Task:
Determine how many lines in this listing contain the word "several" and report that number by itself.

Material for the task:
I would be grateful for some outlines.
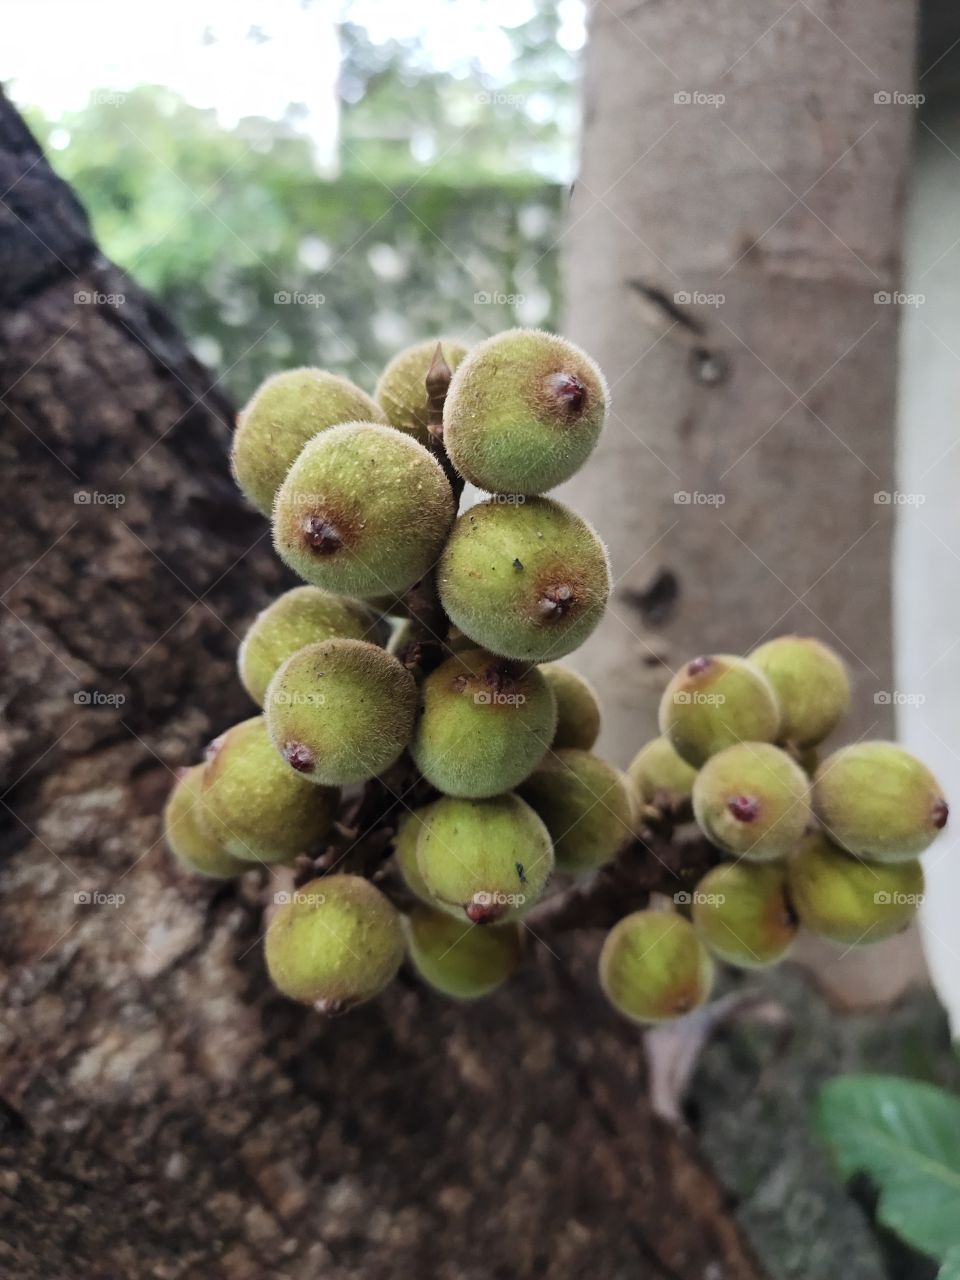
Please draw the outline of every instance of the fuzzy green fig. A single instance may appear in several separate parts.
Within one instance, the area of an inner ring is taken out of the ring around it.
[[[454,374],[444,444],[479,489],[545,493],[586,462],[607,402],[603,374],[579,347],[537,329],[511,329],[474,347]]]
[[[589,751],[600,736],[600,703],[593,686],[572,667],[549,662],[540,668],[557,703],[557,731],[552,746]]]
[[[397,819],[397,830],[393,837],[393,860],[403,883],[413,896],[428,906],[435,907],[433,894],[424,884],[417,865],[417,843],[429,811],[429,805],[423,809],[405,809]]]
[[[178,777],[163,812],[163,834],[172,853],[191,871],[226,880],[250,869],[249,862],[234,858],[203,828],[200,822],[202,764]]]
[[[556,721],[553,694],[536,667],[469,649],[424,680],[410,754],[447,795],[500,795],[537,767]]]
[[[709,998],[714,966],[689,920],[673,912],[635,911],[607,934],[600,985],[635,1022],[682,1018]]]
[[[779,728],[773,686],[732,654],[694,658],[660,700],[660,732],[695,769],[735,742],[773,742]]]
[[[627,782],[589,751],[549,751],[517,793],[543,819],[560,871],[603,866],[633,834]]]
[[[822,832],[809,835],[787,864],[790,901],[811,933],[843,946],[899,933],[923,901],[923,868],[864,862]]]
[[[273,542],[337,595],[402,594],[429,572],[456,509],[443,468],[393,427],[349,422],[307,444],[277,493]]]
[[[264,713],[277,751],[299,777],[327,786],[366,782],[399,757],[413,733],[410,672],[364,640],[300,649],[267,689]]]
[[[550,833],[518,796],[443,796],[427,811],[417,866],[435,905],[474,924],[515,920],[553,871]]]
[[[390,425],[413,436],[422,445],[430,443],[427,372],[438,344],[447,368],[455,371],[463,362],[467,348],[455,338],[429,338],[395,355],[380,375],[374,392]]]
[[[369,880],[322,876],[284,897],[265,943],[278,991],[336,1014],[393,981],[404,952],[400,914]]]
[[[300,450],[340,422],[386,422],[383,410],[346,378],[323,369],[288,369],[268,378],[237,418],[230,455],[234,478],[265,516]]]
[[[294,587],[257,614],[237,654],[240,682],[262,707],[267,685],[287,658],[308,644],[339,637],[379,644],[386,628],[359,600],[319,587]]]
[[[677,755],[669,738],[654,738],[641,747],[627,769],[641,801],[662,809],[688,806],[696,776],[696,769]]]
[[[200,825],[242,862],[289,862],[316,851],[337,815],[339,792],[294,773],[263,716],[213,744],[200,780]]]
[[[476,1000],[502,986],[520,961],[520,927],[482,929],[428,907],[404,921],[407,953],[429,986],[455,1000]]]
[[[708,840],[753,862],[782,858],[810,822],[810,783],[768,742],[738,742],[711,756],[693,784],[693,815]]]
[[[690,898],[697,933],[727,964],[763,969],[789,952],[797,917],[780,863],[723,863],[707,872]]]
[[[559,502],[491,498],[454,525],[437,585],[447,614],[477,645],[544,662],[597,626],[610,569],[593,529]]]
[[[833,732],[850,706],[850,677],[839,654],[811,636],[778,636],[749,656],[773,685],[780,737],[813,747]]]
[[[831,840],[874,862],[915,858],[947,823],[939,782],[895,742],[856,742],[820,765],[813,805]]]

---

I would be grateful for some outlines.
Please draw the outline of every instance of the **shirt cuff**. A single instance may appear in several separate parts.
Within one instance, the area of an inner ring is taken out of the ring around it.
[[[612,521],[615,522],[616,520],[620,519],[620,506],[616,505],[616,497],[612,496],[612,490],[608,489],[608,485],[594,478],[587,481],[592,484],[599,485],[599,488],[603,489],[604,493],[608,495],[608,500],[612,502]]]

Response for this exercise:
2